* **Рабочее задание**
Перескажите фрагмент о сплаттерпанке в двух предложениях.

* **Фрагмент текста**
Если Метьюрин в «Мельмоте», по сути, критиковал религиозный фанатизм, то и современный сплаттерпанк этого тоже не чужд, да и на другие больные точки жмет, ничего не стесняясь. В «Даме червей» Анна Елькова снова говорит о подростковой жестокости и ее первопричинах. В «Слякоти» (рассказ, ставший интернет-феноменом и собравший архимного гадких, оскорбительных для автора отзывов) Александр Подольский повторяет ужасную в своей материалистической простоте мысль о том, что самое страшное зло творят не мистические демоны и фольклорные черти, а мы сами, люди.
Другое преломление экстремального хоррора также укоренено в хорроре как таковом вообще и связано с известной эстетизацией зла, мерзости и насилия. Такие рассказы из антологии «Беспредел», как «Мясной танк» Николая Романова или «Каждая» Владислава Женевского – как раз по этой части. Не просто так «Каждая» посвящена Клайву Баркеру, известному эстету ужасов, создателю «Восставшего из Ада» и демонов-сенобитов, находящих садомазохистское наслаждение в неимоверной боли.
Но и тут мы, если подумать, обнаружим нечто большее, чем просто «фу, какая мерзость». Например, поэтику Эдгара По и бодлеристов. Это ведь По назвал смерть красивой женщины «наиболее поэтичной вещью в мире» – а уж Эдгар Аллан в этом кое-что понимал. А Бодлер, Лотреамон и другие пошли еще дальше, поэтизируя и эстетизируя то, что, казалось бы, к эстетике и прекрасному никакого отношения иметь не может. И вот уже в «Песнях Мальдорора» звучат оды нигилизму, тотальному отрицанию всего хорошего (и увы, зачастую фальшивого), что только есть в мире.

* **Набор данных**
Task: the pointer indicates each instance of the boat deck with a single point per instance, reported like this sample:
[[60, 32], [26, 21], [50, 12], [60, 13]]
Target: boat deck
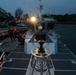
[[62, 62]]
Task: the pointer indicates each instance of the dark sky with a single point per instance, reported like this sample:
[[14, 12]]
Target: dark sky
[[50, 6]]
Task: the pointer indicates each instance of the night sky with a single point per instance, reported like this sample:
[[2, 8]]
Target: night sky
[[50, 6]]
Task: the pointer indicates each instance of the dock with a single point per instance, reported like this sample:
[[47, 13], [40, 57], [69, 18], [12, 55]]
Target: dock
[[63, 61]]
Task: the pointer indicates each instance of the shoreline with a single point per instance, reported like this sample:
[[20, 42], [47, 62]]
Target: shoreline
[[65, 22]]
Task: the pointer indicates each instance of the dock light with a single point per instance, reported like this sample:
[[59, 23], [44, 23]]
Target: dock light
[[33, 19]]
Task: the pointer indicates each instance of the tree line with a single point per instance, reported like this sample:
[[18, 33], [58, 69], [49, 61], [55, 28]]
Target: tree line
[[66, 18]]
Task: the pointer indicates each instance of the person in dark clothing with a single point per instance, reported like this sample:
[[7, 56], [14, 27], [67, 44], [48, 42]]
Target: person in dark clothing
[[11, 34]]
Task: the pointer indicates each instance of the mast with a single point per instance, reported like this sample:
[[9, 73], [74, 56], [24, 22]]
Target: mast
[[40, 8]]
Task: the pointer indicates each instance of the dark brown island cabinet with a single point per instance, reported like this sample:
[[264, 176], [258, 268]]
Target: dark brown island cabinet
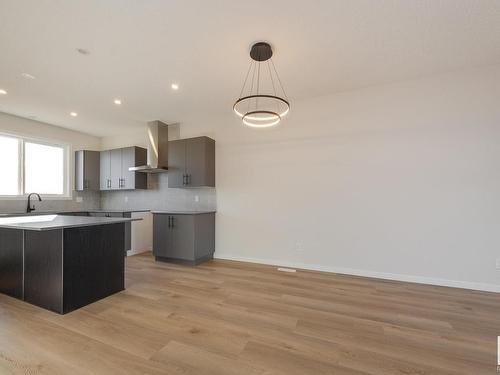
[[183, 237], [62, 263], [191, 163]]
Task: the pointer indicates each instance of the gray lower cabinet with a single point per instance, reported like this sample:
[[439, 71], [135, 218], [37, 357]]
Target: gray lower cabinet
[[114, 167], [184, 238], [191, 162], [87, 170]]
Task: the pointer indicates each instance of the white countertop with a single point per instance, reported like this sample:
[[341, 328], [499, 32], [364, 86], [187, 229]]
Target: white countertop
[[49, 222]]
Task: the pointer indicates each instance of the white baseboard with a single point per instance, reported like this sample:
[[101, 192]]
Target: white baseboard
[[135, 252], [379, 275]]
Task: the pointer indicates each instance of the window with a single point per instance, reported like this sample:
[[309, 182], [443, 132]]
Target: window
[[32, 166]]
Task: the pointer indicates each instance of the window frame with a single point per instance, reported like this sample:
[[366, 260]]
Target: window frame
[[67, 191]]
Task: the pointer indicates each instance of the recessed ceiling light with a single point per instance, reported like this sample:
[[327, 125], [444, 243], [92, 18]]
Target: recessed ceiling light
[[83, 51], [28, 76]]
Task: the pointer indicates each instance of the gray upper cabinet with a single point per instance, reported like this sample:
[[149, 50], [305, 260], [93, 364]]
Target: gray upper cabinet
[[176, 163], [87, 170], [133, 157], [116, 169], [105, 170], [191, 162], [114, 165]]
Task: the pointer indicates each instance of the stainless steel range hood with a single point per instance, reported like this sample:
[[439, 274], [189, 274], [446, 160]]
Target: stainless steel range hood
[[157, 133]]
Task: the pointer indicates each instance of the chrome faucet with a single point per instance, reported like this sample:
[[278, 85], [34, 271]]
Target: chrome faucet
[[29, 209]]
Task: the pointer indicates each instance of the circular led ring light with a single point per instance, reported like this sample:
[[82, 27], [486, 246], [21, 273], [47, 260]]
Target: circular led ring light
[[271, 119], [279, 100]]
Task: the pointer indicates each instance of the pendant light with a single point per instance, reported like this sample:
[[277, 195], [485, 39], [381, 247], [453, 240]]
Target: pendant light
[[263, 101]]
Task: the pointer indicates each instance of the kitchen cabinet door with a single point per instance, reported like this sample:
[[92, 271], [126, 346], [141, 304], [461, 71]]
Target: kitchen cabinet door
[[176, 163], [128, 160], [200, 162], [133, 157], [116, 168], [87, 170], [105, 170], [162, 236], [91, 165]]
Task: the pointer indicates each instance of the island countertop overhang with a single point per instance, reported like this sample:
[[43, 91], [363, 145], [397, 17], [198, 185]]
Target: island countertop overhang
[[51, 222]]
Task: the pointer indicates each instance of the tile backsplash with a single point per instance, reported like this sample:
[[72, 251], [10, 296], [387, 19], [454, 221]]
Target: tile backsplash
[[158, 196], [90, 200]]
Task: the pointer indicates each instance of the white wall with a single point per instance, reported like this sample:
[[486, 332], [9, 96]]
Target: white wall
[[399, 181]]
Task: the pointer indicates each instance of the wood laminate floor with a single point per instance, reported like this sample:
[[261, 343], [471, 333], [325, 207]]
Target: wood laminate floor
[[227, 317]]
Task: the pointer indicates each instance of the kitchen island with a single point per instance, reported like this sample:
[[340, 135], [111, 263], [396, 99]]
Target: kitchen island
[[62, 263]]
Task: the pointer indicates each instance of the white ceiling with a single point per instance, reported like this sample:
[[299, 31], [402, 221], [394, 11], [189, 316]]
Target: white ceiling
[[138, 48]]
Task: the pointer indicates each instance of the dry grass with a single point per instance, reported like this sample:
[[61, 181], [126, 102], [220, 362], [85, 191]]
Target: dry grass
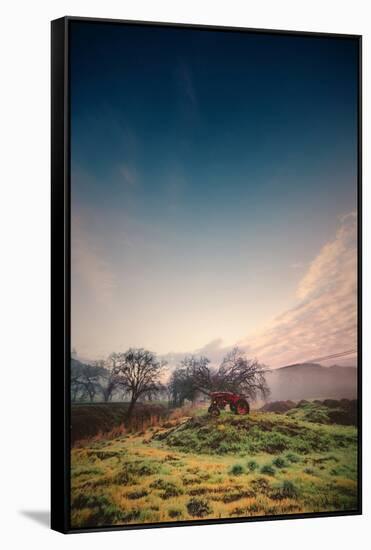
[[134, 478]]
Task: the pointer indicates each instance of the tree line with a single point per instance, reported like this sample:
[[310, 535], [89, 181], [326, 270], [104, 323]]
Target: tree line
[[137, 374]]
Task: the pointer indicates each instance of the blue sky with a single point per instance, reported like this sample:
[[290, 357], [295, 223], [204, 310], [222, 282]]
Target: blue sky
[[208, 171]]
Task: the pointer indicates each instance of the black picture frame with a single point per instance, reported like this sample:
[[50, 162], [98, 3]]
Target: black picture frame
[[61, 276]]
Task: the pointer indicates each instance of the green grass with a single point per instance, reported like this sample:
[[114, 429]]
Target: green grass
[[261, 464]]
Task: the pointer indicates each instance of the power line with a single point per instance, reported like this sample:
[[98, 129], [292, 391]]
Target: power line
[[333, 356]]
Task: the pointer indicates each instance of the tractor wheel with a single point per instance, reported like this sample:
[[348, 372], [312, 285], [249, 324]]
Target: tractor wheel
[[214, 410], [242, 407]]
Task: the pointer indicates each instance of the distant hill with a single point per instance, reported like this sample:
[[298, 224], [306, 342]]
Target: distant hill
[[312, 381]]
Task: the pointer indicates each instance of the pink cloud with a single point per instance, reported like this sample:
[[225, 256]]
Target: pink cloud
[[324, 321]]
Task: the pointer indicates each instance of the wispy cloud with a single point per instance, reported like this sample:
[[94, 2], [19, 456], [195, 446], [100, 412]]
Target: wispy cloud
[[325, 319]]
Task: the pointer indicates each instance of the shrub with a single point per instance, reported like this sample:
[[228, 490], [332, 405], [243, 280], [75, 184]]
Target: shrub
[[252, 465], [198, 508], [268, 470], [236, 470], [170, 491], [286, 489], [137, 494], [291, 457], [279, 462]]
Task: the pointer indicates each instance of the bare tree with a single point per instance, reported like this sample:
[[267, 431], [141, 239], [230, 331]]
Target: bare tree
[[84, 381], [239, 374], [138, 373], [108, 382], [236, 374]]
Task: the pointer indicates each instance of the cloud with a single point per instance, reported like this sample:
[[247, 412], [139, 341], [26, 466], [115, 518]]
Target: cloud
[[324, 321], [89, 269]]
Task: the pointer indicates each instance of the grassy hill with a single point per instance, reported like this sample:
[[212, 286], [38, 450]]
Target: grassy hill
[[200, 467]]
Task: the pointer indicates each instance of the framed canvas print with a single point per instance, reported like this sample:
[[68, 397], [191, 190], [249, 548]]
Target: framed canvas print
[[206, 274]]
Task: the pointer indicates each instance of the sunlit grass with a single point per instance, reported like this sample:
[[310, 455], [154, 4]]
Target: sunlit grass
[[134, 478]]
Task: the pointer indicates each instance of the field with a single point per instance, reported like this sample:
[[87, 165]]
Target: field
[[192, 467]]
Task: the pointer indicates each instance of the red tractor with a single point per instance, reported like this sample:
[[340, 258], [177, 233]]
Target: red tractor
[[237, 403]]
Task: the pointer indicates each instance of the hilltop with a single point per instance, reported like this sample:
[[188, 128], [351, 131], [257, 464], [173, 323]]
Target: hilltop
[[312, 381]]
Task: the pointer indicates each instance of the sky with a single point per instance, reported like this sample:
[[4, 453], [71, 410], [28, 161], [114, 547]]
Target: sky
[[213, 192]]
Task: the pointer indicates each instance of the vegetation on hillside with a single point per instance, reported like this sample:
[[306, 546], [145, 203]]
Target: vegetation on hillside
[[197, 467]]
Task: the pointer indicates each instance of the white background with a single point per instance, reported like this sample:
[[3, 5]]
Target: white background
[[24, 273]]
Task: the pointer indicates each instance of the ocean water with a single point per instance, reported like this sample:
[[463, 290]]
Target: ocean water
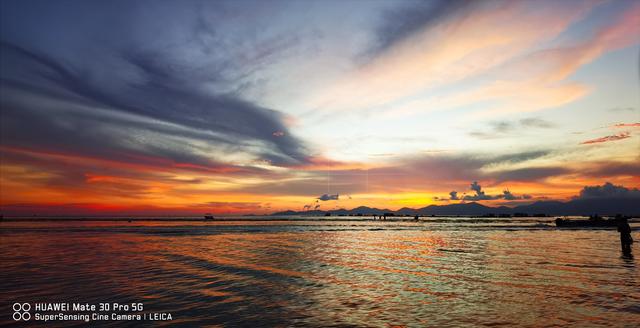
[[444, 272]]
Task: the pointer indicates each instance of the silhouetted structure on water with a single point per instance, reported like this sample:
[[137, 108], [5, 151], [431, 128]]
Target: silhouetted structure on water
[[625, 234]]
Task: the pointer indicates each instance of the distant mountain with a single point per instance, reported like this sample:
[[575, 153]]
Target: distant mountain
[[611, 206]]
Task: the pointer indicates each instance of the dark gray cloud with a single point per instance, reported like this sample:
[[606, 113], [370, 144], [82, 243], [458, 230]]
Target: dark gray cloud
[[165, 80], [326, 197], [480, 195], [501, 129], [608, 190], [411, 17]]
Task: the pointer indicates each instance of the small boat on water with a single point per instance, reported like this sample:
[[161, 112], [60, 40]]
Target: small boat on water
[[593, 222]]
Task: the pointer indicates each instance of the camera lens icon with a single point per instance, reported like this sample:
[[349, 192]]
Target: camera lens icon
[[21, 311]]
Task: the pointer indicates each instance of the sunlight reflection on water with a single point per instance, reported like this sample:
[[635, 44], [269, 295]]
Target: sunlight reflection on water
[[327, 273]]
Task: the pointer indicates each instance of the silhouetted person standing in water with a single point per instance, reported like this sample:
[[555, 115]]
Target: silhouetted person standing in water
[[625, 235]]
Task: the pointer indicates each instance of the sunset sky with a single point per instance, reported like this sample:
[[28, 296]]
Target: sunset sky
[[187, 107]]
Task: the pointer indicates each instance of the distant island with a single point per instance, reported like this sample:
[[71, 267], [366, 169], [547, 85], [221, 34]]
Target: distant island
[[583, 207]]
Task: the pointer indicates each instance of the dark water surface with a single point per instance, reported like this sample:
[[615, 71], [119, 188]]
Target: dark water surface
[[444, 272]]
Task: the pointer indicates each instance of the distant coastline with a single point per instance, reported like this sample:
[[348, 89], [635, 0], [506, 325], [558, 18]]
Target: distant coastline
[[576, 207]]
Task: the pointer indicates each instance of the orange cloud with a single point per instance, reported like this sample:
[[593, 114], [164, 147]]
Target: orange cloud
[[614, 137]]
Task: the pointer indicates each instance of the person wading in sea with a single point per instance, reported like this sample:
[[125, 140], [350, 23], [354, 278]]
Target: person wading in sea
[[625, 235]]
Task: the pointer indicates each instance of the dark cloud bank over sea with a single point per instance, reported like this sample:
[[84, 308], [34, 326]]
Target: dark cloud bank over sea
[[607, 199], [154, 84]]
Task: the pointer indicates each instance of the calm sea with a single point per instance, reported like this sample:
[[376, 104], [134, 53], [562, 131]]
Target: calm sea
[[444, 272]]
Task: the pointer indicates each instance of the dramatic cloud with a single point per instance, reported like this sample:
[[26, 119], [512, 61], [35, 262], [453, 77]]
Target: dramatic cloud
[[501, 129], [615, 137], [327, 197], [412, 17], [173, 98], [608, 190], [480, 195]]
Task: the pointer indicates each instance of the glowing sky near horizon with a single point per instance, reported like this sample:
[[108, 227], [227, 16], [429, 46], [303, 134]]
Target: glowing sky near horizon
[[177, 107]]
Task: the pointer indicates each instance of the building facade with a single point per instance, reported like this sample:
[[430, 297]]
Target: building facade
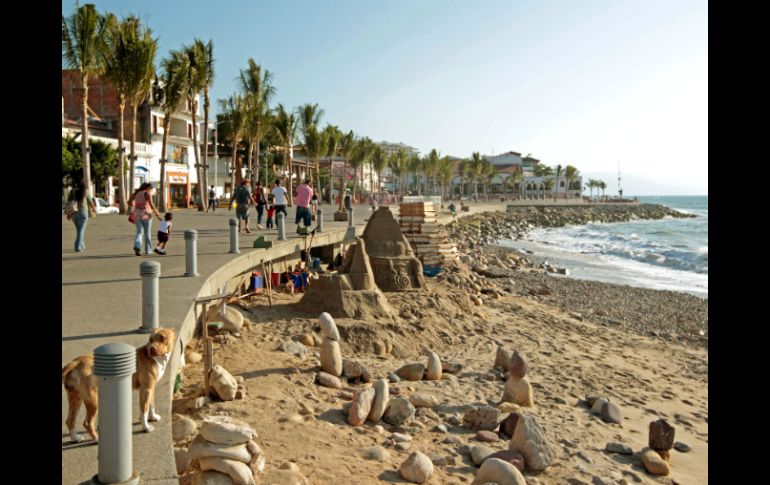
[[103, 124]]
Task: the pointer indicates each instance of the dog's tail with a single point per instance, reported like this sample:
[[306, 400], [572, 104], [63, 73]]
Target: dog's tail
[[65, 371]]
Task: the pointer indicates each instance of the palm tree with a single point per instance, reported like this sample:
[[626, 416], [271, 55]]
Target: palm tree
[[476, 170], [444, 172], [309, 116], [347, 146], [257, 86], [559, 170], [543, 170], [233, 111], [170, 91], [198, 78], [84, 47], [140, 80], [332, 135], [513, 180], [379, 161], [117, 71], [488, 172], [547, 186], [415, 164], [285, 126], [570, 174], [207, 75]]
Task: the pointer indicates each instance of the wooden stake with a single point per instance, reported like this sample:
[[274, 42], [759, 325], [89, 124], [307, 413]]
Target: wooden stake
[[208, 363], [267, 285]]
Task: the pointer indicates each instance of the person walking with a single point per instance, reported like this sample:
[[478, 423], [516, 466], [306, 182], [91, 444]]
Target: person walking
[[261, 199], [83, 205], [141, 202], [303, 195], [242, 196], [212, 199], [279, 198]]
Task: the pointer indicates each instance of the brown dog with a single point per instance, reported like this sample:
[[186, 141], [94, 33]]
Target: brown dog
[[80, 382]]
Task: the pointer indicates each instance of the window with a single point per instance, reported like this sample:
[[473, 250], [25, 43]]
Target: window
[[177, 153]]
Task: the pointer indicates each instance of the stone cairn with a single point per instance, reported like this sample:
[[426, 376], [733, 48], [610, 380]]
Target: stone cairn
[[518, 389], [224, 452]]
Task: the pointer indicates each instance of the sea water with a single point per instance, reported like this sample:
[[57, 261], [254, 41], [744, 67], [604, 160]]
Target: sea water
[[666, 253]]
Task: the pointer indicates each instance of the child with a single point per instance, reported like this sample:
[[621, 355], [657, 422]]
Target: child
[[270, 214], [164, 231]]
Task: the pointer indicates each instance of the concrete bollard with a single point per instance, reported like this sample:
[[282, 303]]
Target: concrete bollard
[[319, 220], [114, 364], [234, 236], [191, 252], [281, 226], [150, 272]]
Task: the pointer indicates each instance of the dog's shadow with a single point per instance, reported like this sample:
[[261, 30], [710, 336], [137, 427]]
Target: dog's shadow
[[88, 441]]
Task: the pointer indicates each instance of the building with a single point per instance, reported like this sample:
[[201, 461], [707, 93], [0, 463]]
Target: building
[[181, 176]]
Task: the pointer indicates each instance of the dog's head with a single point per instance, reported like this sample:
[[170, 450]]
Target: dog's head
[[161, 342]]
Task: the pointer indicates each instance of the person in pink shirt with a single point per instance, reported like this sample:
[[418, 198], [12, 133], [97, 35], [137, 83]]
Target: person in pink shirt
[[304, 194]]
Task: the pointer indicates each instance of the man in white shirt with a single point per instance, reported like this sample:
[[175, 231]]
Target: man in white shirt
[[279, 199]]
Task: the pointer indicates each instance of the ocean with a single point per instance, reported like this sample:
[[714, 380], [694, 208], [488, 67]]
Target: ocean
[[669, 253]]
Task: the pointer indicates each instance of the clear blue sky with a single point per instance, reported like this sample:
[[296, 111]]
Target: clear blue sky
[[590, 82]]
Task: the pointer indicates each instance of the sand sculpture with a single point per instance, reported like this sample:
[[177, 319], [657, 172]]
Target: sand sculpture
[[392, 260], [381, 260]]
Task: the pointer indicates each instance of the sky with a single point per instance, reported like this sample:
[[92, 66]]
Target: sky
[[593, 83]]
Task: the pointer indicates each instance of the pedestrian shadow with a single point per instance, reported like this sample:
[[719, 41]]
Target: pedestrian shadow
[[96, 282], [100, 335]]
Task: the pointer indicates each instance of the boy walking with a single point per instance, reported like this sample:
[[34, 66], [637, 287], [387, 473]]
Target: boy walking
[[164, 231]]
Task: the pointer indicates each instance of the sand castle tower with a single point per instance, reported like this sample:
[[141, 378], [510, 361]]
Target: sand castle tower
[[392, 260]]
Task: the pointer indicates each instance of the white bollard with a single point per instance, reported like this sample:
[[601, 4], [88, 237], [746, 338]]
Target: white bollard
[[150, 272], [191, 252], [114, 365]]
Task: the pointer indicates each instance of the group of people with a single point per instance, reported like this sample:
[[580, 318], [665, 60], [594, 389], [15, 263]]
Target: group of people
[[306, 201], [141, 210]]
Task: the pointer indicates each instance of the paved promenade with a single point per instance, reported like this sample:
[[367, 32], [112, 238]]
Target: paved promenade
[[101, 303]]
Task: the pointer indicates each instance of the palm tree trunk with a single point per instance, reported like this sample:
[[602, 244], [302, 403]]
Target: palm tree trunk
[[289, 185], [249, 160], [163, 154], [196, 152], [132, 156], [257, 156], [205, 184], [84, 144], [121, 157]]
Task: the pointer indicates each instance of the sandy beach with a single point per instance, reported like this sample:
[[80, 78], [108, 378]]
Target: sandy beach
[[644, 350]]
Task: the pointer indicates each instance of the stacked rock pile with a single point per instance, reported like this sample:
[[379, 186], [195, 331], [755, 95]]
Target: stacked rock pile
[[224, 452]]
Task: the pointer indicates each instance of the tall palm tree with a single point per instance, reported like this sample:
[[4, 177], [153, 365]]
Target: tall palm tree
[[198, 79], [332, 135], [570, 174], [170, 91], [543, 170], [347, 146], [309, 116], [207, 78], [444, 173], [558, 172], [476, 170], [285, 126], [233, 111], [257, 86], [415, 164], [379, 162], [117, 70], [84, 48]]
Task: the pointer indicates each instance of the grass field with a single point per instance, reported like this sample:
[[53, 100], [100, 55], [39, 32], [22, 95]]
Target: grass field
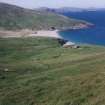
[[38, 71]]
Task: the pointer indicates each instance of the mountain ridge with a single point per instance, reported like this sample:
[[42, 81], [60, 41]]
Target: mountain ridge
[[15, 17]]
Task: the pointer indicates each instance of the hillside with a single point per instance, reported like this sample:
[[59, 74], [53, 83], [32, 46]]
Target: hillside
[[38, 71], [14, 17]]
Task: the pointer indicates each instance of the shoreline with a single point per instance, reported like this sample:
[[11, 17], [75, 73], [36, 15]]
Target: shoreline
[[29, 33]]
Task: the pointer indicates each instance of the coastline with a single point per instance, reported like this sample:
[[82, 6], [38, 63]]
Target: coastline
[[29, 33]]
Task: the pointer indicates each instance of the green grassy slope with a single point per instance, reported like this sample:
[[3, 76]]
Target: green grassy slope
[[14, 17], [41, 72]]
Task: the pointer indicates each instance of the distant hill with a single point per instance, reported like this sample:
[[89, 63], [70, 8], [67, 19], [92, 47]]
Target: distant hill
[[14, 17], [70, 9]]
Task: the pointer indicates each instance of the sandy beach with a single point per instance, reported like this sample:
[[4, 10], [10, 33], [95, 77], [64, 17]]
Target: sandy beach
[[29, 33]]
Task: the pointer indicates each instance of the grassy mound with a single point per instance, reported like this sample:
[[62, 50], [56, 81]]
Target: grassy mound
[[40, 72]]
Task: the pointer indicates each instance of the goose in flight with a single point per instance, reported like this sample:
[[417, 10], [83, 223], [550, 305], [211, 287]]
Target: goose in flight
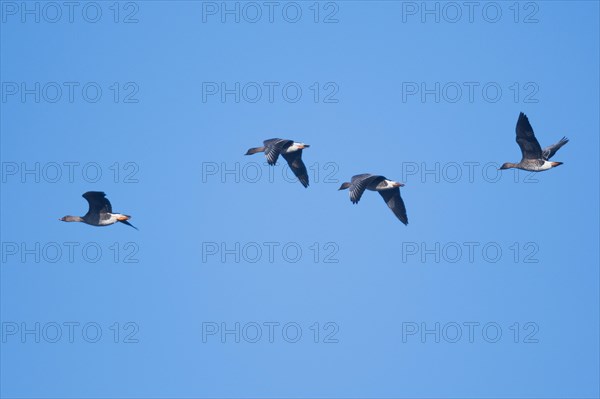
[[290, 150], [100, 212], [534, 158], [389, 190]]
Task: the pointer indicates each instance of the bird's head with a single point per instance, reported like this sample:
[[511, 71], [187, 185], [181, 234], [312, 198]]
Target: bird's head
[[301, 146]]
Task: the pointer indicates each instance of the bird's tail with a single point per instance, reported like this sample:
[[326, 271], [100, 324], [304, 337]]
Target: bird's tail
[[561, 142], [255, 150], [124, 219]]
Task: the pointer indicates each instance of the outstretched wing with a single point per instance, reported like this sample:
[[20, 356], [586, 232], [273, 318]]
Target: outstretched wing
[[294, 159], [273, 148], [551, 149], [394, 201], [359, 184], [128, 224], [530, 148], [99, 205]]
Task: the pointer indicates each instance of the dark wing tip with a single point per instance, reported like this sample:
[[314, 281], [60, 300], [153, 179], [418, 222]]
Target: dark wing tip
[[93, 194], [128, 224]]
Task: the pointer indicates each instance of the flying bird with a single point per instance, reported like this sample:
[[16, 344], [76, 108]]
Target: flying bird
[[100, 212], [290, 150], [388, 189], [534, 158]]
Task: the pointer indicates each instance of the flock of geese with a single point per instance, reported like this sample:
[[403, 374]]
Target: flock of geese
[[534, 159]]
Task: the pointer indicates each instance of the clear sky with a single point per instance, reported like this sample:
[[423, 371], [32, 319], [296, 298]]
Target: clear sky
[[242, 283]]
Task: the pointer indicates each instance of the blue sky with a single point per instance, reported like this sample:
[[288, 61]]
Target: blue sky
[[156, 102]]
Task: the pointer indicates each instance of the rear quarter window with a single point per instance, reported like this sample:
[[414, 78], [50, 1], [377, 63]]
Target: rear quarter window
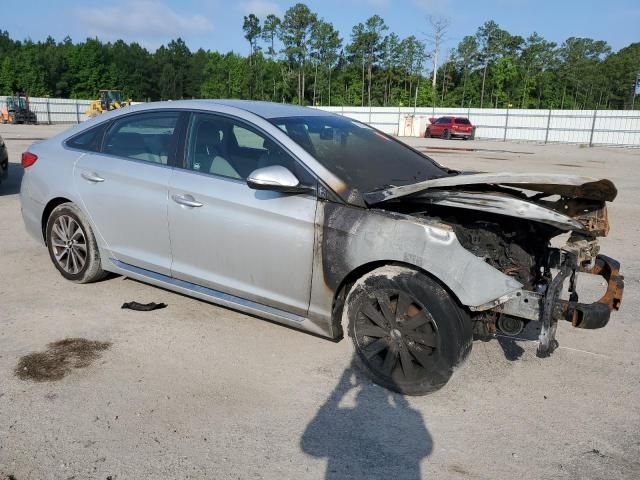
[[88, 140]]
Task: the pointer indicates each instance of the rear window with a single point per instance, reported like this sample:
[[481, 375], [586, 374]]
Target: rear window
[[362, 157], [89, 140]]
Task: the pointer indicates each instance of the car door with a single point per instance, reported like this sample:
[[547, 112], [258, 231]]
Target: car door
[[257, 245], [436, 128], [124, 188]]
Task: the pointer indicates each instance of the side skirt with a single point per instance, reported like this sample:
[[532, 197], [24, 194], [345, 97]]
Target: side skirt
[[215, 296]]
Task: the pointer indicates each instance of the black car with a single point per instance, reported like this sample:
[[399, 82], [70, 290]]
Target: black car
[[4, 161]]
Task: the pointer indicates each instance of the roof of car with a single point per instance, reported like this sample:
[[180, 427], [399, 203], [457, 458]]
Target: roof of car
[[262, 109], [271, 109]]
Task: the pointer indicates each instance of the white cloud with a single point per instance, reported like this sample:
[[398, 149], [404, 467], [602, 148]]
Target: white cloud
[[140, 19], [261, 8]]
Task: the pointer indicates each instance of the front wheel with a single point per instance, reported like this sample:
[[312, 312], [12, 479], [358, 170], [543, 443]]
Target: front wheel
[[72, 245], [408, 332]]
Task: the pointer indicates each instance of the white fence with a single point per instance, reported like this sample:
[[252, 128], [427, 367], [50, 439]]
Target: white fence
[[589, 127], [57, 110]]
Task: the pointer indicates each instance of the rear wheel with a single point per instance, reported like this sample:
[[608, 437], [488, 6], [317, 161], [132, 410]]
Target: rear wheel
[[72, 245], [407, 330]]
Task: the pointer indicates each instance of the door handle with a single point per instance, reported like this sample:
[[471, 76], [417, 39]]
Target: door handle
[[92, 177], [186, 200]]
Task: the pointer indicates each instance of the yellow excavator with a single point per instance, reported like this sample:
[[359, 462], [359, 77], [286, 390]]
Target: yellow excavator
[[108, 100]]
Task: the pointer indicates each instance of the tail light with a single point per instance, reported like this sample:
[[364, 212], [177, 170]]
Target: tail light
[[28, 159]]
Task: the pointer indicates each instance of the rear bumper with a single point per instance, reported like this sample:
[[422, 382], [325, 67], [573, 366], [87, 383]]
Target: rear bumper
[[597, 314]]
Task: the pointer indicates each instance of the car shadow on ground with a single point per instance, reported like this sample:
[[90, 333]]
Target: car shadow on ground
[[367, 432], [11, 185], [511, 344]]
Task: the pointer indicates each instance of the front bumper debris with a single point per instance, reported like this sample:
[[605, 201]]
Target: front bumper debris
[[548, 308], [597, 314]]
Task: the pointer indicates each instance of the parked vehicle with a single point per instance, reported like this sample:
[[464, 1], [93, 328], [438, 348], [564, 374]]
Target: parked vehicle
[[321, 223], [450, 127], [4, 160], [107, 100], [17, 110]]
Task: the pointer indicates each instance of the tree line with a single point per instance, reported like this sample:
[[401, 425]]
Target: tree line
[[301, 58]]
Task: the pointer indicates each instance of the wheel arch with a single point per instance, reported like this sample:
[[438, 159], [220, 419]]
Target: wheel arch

* **Ответ**
Современный сплаттерпанк, подобно «Мельмоту» Метьюрина, не стесняется касаться больных тем: Анна Елькова в «Даме червей» пишет о подростковой жестокости и ее первопричинах, а Александр Подольский в «Слякоти» повторяет мысль, что самое страшное зло творят не демоны и черти, а сами люди. Другое преломление экстремального хоррора связано с эстетизацией зла, мерзости и насилия, как в рассказах «Мясной танк» и «Каждая» из антологии «Беспредел», и за ним стоит поэтика Эдгара По и бодлеристов, поэтизировавших то, что, казалось бы, не имеет отношения к прекрасному.